**Required work**
Copy the records below exactly as they are written.

**Records for this exercise**
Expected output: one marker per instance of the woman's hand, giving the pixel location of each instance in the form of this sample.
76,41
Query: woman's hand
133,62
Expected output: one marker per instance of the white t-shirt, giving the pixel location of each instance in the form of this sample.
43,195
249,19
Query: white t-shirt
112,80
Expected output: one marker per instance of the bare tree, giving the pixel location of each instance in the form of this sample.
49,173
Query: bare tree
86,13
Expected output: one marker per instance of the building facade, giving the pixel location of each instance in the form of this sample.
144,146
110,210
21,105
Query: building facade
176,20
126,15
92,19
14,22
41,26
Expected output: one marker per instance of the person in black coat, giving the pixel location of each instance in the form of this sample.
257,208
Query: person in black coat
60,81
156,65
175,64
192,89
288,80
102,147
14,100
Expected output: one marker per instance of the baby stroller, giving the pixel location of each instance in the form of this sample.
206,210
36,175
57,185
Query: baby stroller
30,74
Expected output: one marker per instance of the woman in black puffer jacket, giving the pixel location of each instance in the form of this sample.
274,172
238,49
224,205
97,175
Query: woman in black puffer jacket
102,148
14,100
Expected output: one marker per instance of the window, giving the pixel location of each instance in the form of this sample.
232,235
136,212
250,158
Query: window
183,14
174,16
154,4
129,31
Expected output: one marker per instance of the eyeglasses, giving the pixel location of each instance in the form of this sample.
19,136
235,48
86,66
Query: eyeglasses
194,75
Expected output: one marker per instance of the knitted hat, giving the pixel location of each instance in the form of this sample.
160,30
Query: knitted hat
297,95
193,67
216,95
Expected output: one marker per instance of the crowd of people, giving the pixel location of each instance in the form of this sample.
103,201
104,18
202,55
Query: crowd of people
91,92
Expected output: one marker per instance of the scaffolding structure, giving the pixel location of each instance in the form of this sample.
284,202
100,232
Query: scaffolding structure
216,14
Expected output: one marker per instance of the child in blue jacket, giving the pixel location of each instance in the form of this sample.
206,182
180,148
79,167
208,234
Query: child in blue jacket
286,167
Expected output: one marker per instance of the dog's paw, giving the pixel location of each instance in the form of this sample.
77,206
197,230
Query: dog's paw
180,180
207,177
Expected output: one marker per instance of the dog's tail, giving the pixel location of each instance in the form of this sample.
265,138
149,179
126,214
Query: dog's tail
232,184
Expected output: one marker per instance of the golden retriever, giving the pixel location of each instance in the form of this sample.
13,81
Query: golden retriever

**Result**
Expected output: one marker per instance of the woman's hand, giving the pixel location of each instance in the form of this sample.
76,41
Query: woman's hand
133,62
Expected output: one marker per instance of the white t-shirt, giving the pixel location of each instance in the form of this sample.
43,195
249,19
Query: white t-shirt
112,80
Expected output: one marker per instance of the bare tree, giving the pixel location of each instance in the form of this sample.
49,173
Query: bare tree
86,13
Expected output: one marker per instance of the building facade, giving the pixel location of each instance in the form of this sample.
144,146
110,210
21,105
Query: building facade
176,20
126,15
92,19
14,22
41,26
Expected output: one marker per instance of the person in black coat, giving the pixel location of each instance in the form of this sample.
257,208
Query: person in black coat
60,81
156,65
175,64
192,89
288,80
102,147
14,100
Expected output: one marker per instance of the baby stroller, giving the pixel location of each instance in the form of this sample.
206,210
36,175
57,185
Query: baby stroller
30,74
Expected output: one marker per instance of the woman in black puffer jacket, giving the pixel location of each instance in the form of this sample.
274,172
238,49
224,205
97,175
Query: woman in black puffer jacket
102,148
14,100
Expected output: one marker per instance of the window, giving the pixel location of each instance in the form of this sample.
232,235
136,212
250,158
Query: window
183,14
174,16
154,4
129,31
Expected output: one marker per instance of the eyeglasses, giving the pixel location of each instance in the form of this sample.
19,136
235,48
86,66
Query: eyeglasses
194,75
Expected output: one marker per instance of the knitted hat, giving the pixel location of each instance in the form of this sample.
160,30
Query: knitted hat
297,95
193,67
216,95
Expected output: one marker per instance of the crowd of people, giving the pixel location of each instance in the form of this sample.
103,201
104,18
202,55
Query: crowd of people
91,92
Expected output: one marker per instance of the scaffolding structure, giving the pixel location of each instance in the form of this sample.
284,202
100,232
Query: scaffolding structure
216,14
Expected output: one marker per instance of the child in blue jacket, giving the pixel location of each instance in the form of this sample.
206,182
180,148
79,167
208,234
Query: child in blue jacket
286,167
Expected output: one marker per instance of the dog's paw, giving the pixel location of each instance in the form of this sample.
77,206
197,230
Query: dog's paw
180,180
207,177
Expected output: one marker per instance of the dog's tail, giving the pixel location of each instance in the form of this sample.
265,138
149,179
126,214
Query: dog's tail
232,184
Expected output: one marker per instance of the golden retriever, giving the pixel location of each instance in the form of this sample.
13,81
Query: golden retriever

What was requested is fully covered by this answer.